* Required actions:
1. In the blog anniversary post about strawberry and hazelnut meringue semifreddo, on what date did Food and the Fabulous celebrate its first birthday?
2. Extend the blog anniversary post about strawberry and hazelnut meringue semifreddo past its final line, keeping the author's voice.

* Selected excerpt:
Strawberry & Hazelnut Meringue Semifreddo – Happy 1st Birthday Food & the Fabulous

Strawberry & Hazelnut Meringue Semifreddo –  Happy 1st Birthday Food & the Fabulous

You’d think, that even if your life was a maze and you’re the little mouse scuttling along, sprinting to make deadlines, wielding blunt sabres to attack the growing email inbox with Marilyn Monroe curves, it’s so voluptuous, and to generally make the household meals on time, your blog would be the one place of pristine order and a pervading sense of calm.

Food and the Fabulous wears a 50’s style design, an ode to Julia Child and consequently, you’d be forgiven for thinking I’m making calls with one hand and stirring the bouef bourguignon with the other while rolling my eyes at the same time.

Our 1st birthday came and went on the 9th of September. I did not miss the anniversary date, I spent some time reflecting on where I started (with tweets of the food I prepared), why (a record of sorts/a place to develop recipes and my writing/to engage with an interesting community) and how (initially with push-button blogger as the platform).

Did I bake a complicated chocolate cake and plonk a candle on, photograph and capture it weeks in advance in readiness for the blogoversary?


Did I compose the reflective yet witty post on my best, worst, prettiest images and most challenging moments?


Sadly, Julia Child I am not.

I won’t hang my head in shame, though I have considered it. The blog seems to be running at the same pace as my life – too much to do, too little done and just when I reach a point of vaguely manageable, I’m developing more recipes, eating at more restaurants and organising the drafts folder all the way from here till….”is it still relevant?”.

Strawberries, I think are very relevant. A big, fat (have you seen the size of these puppies in the markets and supermarkets lately?) indication of spring having sprung and a change of season. I have seen and lived many changes and fulfilling adventures over the past year with Food and the Fabulous.

The year in links

And speaking of relevant changes and adventures, here’s a list of some of the highlights of my year in food bloggery:

  • In the very beginning, there were lamb chops (note point and shoot picture taken with flash. I think it’s awesome!).
  • The Ultimate Mushroom Burger, my non conformist thoughts on Meat Free Monday and more bad pictures.
  • My first featured post, appeared on Barcelona the Offside blog and I dedicated a range of cracker canapés to our football boys.
  • The latest featured posts were the Food Blogger Dinners we hosted for the World Food Programme and my Double Mushroom & Champagne Risotto for O Magazine blog.
  • A goose-bump moment, meeting Ferran Adria in his Barcelona Tickets Bar this year.
  • Attending the enlightening Plate to Page Workshop in Germany this May and walking away with a bunch of new friends.

* Data excerpt:

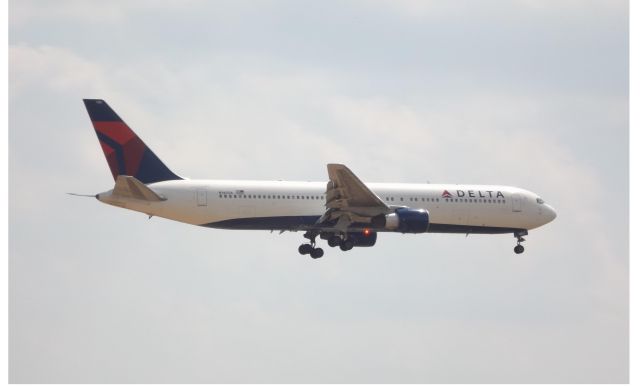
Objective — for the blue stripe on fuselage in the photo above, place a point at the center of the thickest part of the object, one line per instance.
(306, 222)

* Results by task:
1. The 9th of September.

2.
  • I started blogging on Food 24 with this Prawn Madras Curry, with the aim of demystifying Indian cooking. Was a popular post.
There were also, the fantastic cooking classes with some of the best Chefs and cooks, extravagant meals and food travels, all of which I still need to update, that have made this year so special.

For the bloggers & Readers

I never had any intention of meeting actual humans, in the flesh because of the blog. I didn’t even fathom it possible.
But, I have met a wide and varied community of busy folk like myself (many of whom are far better than I, at managing time and probably faster typists and less lazy overall). Busy, fun, funny and the not so funny. Helpful, talented, experienced and the beginners, like me. From all professions and walks of life, with differing aims.
The technology at our disposal is truly an incredible thing; the power it has to lift us off our seats wherever we may be and propel us directly into the kitchens and markets and restaurants of our blogging friends often takes my breath away. I am, after all, still a child of the eighties.
While I find myself an ardent supporter of Twitter and Facebook (though the last week has been a touch-and-go relationship, I will admit), it’s the individuals behind the tech that make the difference for me.
You are the reason, I will leave my very cozy fireplace on a blustery Cape Town winter’s evening and go out to an event to meet with you, spend a precious Saturday saved for household chores at a market, Tuesday evenings when my football games are on, at a restaurant with no big screen, and why I’ll come over for a long weekend to visit you in your country.
It’s  because of you – the bloggers and readers, that I haven’t thrown in the towel (even though so few of you subscribe to my RSS feed, she said sobbing and looking accusingly around the room), that I continue learning skills I never imagined I’d find fascinating like photography and installing widgets and other IT black magic.
You inspire me with your can-do and make-do attitude, your spunk and your incredible wealth of knowledge.
Thank you, darlings!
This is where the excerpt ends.